### EXERCISE DETAILS
Can you resume the blog post introducing a re-posted Mother's Day essay, continuing right after its final line, "Enjoy!"?

### DOCUMENT SECTION
__________________________________________________
I know I said I was going to write two posts about choir, but the second post is not finished yet, and with today being Mother’s Day, I felt compelled to re-post an essay I wrote on Medium for a contest in 2014. I heard about this site from a Facebook friend and then shortly thereafter, I saw an article in Reader’s Digest that was originally published on this site, so I decided to give it a try. I decided I much preferred writing here, and my Medium posts didn’t seem to get much traffic. I am not going to re-post the other essays I wrote there, but you are welcome to read them here. But below is my favorite of the essays I wrote on Medium, and a perfect one for Mother’s Day. The theme of the contest that week was “I shouldn’t have written that.” Enjoy!
__________________________________________________
### EXTRACTED INFORMATION

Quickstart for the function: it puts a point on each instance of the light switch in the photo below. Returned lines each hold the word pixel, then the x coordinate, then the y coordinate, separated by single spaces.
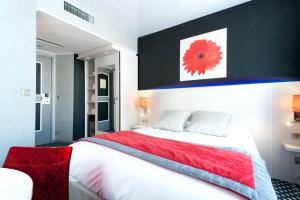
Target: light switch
pixel 25 92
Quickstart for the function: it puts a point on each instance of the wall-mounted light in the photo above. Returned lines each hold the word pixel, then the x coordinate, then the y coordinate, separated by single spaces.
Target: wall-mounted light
pixel 296 107
pixel 143 105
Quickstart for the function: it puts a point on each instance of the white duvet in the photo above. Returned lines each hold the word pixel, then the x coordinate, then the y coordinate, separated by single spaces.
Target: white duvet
pixel 117 176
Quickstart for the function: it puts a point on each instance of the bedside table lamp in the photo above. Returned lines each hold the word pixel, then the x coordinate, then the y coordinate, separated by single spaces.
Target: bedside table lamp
pixel 296 107
pixel 143 105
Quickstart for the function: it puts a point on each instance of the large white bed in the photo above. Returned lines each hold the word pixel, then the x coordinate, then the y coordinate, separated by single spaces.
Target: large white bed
pixel 100 172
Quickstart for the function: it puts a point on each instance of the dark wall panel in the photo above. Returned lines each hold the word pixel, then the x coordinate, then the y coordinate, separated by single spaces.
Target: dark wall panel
pixel 78 116
pixel 263 44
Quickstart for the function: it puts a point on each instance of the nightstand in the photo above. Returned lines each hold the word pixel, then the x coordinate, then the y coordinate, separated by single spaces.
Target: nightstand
pixel 138 126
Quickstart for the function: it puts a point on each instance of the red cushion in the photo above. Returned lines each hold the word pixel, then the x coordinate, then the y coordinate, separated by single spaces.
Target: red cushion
pixel 47 166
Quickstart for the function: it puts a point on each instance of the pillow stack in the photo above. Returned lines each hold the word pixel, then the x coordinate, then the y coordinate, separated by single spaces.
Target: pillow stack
pixel 204 122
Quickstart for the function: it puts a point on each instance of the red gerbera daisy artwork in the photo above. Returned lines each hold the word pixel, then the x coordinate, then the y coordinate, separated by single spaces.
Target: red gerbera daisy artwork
pixel 204 56
pixel 201 56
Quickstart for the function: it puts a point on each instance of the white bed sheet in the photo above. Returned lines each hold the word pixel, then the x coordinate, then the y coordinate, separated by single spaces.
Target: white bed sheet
pixel 114 175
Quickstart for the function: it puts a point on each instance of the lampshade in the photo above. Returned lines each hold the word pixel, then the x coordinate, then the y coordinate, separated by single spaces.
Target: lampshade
pixel 143 102
pixel 296 103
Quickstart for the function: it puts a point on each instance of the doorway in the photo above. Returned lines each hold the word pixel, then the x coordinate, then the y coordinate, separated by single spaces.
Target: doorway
pixel 43 100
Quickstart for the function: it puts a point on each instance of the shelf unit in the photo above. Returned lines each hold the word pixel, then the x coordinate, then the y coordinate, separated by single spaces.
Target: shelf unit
pixel 90 97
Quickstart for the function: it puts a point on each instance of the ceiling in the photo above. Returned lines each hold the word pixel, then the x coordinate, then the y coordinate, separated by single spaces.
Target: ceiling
pixel 143 16
pixel 156 15
pixel 67 38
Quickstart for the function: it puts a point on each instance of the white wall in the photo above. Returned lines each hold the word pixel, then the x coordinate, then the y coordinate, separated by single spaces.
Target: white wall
pixel 115 21
pixel 64 88
pixel 264 108
pixel 17 70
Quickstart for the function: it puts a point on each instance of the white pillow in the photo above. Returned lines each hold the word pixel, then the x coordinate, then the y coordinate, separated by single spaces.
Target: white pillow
pixel 210 123
pixel 172 120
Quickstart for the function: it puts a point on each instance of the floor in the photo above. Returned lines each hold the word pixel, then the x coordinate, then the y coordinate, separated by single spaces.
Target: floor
pixel 286 190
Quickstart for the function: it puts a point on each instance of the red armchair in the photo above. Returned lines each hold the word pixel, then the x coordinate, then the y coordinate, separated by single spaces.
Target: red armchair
pixel 47 166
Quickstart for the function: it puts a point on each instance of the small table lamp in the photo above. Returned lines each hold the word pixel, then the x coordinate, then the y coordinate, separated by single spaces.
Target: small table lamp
pixel 296 107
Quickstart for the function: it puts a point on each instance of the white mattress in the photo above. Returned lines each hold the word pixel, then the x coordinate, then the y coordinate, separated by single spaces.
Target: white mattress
pixel 114 175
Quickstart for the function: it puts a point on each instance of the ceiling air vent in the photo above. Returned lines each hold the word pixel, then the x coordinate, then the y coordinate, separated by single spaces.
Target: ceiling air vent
pixel 78 12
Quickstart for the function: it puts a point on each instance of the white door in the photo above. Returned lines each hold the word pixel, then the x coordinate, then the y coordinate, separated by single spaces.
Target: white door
pixel 43 100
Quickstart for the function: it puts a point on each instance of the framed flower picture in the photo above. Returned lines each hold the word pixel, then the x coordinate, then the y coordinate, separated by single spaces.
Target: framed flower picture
pixel 204 56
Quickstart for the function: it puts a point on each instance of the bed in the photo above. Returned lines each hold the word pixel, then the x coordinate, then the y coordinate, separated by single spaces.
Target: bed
pixel 99 172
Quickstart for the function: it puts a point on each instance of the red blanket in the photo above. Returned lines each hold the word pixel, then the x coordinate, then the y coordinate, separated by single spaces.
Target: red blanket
pixel 226 163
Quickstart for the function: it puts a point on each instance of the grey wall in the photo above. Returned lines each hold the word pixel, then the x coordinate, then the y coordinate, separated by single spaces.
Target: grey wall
pixel 17 70
pixel 64 86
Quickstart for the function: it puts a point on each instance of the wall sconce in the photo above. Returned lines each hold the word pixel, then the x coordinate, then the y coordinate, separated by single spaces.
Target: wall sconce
pixel 296 107
pixel 143 104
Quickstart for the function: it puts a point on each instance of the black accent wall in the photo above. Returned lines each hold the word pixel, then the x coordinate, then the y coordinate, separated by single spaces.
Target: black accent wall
pixel 263 43
pixel 78 116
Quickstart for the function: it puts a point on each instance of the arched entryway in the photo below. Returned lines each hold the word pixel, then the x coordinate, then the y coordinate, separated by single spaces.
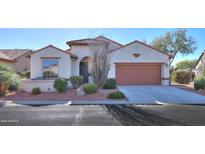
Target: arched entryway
pixel 84 68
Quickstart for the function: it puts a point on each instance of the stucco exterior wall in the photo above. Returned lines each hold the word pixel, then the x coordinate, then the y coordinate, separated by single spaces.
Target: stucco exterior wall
pixel 147 55
pixel 45 85
pixel 9 64
pixel 64 62
pixel 200 67
pixel 81 52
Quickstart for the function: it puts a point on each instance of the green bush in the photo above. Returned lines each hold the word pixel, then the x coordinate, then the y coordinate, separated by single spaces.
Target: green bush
pixel 76 81
pixel 36 91
pixel 3 89
pixel 110 84
pixel 90 88
pixel 116 95
pixel 181 76
pixel 199 84
pixel 60 85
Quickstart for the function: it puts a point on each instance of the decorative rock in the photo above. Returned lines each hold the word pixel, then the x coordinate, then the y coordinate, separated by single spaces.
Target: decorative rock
pixel 80 92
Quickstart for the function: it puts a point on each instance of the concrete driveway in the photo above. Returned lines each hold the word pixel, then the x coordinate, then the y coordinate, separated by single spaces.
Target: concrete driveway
pixel 160 95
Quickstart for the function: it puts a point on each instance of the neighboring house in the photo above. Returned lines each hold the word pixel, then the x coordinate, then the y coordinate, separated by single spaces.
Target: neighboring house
pixel 200 65
pixel 135 63
pixel 17 59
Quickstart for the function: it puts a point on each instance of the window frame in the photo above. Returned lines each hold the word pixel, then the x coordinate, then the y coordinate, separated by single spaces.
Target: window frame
pixel 42 66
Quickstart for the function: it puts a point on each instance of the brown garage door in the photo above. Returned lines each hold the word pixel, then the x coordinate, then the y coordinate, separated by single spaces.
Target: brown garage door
__________________________________________________
### REPLY
The year I was in third grade was a difficult year for my mother. She had started a new job in October that required her to work rotating shifts, one week of days and one week of nights. Just when she had adjusted to one shift, it was time to switch again so she was always tired. But my mother never complained. Despite being exhausted, she plugged right on, cooking dinner every night, never missing my older siblings’ school activities and still finding time to play with me. But the week leading up to Mother’s Day, my mother caught a nasty cold that normally might not have stopped her, but on top of day-night rotation, almost knocked her down. She did the household stuff she had to do, but was too tired to play. “I’m really tired right now. I promise I’ll play with you later,” she had said every day that week as she took another sip of tea and continued watching some boring grown-up TV show.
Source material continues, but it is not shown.